Items from a dataset:
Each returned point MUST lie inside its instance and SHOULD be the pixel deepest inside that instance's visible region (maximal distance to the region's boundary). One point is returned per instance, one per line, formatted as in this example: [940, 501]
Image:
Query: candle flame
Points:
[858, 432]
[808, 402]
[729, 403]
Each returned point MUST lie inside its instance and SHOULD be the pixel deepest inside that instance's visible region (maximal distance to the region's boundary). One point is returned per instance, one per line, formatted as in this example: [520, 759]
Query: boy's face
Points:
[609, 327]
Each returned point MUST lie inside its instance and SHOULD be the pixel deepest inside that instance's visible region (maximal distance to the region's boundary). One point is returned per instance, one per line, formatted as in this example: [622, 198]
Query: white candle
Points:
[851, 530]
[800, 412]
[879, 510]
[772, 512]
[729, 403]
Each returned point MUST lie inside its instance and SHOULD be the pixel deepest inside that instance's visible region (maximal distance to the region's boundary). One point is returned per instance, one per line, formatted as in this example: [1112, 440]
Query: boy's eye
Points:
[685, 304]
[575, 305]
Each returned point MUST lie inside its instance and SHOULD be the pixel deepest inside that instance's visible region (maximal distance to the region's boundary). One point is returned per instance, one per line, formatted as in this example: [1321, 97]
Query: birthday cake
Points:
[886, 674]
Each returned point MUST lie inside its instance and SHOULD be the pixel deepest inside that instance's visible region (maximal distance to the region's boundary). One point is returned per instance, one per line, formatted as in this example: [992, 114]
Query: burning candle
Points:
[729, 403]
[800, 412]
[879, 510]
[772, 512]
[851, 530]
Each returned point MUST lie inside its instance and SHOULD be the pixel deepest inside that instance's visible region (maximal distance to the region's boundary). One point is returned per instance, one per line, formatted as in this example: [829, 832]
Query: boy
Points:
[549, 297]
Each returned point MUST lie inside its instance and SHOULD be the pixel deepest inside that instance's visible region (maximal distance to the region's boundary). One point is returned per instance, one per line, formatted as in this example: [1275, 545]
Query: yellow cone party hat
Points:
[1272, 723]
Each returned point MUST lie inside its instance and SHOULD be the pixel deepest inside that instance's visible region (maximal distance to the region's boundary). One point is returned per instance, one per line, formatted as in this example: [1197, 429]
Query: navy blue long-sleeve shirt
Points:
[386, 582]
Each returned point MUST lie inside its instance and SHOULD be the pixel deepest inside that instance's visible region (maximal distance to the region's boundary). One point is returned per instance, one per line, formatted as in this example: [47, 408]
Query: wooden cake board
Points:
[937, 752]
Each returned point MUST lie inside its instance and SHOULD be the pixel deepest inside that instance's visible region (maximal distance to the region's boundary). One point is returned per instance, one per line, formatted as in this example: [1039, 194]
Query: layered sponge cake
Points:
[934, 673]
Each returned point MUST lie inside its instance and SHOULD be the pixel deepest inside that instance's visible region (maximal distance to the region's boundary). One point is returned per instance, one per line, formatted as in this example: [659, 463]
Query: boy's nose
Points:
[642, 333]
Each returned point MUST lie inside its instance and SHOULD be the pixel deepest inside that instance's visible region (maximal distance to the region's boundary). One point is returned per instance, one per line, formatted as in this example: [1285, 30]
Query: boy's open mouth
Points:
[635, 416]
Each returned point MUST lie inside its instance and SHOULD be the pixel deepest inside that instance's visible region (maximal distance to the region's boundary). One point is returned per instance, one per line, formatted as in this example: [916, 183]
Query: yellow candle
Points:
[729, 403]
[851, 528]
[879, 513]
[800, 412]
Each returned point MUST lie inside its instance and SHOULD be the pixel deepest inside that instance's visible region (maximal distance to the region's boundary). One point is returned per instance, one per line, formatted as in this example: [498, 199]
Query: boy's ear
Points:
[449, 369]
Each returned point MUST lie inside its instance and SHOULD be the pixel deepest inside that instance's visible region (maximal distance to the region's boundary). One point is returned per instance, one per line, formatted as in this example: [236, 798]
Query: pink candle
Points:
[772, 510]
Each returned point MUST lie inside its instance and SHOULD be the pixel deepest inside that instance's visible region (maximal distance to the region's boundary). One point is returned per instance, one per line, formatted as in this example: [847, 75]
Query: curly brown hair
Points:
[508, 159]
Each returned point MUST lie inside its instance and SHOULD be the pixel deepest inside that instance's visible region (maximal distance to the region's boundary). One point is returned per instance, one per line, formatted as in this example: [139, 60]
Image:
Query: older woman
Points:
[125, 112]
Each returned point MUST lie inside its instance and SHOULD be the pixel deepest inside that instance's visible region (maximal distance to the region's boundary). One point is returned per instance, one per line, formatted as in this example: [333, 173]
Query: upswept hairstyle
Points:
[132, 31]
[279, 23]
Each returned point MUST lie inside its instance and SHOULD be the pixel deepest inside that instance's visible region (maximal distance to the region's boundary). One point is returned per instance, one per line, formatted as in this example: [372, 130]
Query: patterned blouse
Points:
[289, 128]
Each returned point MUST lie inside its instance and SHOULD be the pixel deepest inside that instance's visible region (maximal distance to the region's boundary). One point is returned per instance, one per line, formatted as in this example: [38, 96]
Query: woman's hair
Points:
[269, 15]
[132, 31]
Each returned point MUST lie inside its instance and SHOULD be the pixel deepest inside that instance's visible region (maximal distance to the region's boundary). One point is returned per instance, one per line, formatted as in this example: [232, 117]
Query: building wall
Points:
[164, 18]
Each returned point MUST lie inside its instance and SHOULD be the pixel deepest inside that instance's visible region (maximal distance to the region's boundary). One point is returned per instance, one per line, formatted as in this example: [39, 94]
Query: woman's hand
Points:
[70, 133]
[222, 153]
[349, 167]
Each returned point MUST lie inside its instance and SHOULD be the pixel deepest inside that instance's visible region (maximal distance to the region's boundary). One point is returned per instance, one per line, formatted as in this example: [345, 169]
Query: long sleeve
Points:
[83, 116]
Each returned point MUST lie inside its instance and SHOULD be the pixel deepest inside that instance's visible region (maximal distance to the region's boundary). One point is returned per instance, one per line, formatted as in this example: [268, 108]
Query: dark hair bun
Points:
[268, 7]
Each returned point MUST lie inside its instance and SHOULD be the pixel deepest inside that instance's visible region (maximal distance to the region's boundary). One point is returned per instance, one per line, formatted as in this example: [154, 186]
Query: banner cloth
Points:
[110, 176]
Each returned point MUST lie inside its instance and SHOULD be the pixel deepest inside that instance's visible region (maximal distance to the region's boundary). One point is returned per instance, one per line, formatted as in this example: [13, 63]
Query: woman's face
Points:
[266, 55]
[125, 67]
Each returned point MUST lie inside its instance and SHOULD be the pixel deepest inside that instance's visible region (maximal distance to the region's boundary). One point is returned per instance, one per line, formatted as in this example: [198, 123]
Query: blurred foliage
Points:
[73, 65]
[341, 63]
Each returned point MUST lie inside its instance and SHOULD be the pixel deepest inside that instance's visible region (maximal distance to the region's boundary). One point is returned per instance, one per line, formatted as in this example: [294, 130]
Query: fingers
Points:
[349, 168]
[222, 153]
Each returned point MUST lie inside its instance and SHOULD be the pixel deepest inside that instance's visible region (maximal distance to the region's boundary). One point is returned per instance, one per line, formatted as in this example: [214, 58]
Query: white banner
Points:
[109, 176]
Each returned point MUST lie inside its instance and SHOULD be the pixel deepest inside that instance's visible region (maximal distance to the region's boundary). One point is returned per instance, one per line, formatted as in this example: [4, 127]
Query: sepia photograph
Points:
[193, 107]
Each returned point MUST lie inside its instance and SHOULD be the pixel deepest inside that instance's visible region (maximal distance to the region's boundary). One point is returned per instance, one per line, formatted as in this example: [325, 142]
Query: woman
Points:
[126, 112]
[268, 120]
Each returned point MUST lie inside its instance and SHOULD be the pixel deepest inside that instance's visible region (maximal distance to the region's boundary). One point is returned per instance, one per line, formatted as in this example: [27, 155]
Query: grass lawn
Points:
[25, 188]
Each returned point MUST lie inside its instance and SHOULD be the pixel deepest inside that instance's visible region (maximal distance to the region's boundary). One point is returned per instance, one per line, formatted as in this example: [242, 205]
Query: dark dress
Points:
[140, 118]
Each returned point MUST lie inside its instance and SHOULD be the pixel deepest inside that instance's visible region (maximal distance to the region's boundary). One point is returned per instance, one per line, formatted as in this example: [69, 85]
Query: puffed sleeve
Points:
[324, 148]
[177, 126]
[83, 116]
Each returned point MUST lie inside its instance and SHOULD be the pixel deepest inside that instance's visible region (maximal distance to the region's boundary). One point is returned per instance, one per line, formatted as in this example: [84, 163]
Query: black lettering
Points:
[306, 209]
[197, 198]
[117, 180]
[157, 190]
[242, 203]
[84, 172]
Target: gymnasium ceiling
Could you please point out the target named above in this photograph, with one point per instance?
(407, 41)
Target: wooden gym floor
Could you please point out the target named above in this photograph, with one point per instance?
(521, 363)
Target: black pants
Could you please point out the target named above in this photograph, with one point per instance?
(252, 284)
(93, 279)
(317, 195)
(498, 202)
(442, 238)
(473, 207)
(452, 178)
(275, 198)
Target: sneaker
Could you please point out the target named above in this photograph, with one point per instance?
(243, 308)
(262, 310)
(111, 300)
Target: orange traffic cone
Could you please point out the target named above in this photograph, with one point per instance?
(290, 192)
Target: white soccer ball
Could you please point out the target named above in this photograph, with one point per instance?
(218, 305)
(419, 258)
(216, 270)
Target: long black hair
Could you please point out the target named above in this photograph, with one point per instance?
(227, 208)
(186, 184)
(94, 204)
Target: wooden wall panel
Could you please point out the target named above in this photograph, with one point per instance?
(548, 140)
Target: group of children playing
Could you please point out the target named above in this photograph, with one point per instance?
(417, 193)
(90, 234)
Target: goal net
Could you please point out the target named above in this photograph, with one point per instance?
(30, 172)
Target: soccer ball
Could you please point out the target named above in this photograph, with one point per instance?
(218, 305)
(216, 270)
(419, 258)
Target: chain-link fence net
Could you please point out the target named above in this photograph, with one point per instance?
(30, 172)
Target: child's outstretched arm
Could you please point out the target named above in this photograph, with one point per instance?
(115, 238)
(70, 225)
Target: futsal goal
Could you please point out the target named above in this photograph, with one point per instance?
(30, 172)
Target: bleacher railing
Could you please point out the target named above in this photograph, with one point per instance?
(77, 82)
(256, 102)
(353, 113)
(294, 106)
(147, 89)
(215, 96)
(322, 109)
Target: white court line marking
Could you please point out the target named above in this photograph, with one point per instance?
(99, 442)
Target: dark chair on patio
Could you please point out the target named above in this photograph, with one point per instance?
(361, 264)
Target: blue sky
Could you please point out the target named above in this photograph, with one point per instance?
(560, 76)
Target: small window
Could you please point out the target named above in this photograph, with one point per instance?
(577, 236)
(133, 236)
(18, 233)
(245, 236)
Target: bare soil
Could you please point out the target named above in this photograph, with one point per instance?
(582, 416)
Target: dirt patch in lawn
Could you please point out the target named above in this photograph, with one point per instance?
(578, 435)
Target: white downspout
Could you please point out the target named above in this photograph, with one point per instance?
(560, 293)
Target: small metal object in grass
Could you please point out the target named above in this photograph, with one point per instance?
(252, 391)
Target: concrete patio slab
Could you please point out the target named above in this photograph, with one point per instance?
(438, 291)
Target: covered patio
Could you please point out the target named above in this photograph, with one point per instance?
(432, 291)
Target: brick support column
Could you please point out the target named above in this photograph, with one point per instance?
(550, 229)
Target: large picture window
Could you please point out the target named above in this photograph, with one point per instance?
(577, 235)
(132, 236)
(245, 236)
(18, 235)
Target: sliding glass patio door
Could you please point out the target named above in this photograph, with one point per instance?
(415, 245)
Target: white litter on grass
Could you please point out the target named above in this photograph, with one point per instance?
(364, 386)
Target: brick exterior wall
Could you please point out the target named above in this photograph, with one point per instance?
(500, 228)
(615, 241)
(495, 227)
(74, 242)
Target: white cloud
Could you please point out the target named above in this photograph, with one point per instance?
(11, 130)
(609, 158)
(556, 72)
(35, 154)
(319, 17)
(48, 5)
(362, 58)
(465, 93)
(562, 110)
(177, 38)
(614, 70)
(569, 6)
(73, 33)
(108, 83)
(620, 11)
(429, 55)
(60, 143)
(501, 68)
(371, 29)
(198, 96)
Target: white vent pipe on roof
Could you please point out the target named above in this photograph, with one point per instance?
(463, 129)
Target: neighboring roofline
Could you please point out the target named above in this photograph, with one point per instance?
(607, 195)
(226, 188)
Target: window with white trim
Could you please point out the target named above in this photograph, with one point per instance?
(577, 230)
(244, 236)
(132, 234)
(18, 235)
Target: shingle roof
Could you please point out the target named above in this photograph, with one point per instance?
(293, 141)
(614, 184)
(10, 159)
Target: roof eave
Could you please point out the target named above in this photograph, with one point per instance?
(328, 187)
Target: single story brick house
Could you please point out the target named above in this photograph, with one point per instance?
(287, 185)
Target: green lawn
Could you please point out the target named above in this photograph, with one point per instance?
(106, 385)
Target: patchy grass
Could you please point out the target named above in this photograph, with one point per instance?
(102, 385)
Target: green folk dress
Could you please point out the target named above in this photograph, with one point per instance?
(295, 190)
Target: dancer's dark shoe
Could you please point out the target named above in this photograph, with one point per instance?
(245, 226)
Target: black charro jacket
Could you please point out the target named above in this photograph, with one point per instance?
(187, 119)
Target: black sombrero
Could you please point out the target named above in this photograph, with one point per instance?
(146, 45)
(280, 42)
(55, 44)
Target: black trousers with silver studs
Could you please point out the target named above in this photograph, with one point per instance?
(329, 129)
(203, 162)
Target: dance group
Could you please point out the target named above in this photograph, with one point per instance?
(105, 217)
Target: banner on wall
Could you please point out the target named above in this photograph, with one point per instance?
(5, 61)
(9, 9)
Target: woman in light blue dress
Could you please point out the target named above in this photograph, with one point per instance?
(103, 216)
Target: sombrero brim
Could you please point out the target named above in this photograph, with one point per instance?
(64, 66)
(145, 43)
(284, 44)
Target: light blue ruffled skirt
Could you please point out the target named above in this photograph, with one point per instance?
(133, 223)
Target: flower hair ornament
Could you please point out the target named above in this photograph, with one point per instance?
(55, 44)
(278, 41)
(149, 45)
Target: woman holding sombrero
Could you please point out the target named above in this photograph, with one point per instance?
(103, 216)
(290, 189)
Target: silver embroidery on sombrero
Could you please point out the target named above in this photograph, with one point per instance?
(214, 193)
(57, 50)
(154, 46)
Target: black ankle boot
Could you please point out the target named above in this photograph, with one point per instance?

Work required: Could you repeat exactly the lines above from the line with "Target: gymnasium ceiling" up to and including the line with "Target: wooden wall panel", and only those?

Answer section:
Target: gymnasium ceiling
Could you please point out the target named above in this photograph, with one point per instance?
(407, 41)
Target: wooden gym floor
Could you please point out the target named above in this photograph, with one point per instance?
(521, 363)
Target: black pants
Could you please point out the target named above in this photograph, with one point per instance?
(252, 284)
(93, 279)
(317, 195)
(498, 202)
(442, 238)
(473, 207)
(452, 178)
(275, 198)
Target: sneaker
Could you please point out the target named above in this photograph, with one point per instance?
(243, 308)
(262, 310)
(111, 300)
Target: orange traffic cone
Could you please point out the target named above in this photograph, with one point per instance?
(290, 192)
Target: white soccer ball
Could you please point out the target named above in this photograph, with one point per instance?
(218, 305)
(419, 258)
(216, 270)
Target: long black hair
Could you please point out the target named above in this photograph, with one point per instance?
(227, 208)
(186, 184)
(94, 204)
Target: wooden wall panel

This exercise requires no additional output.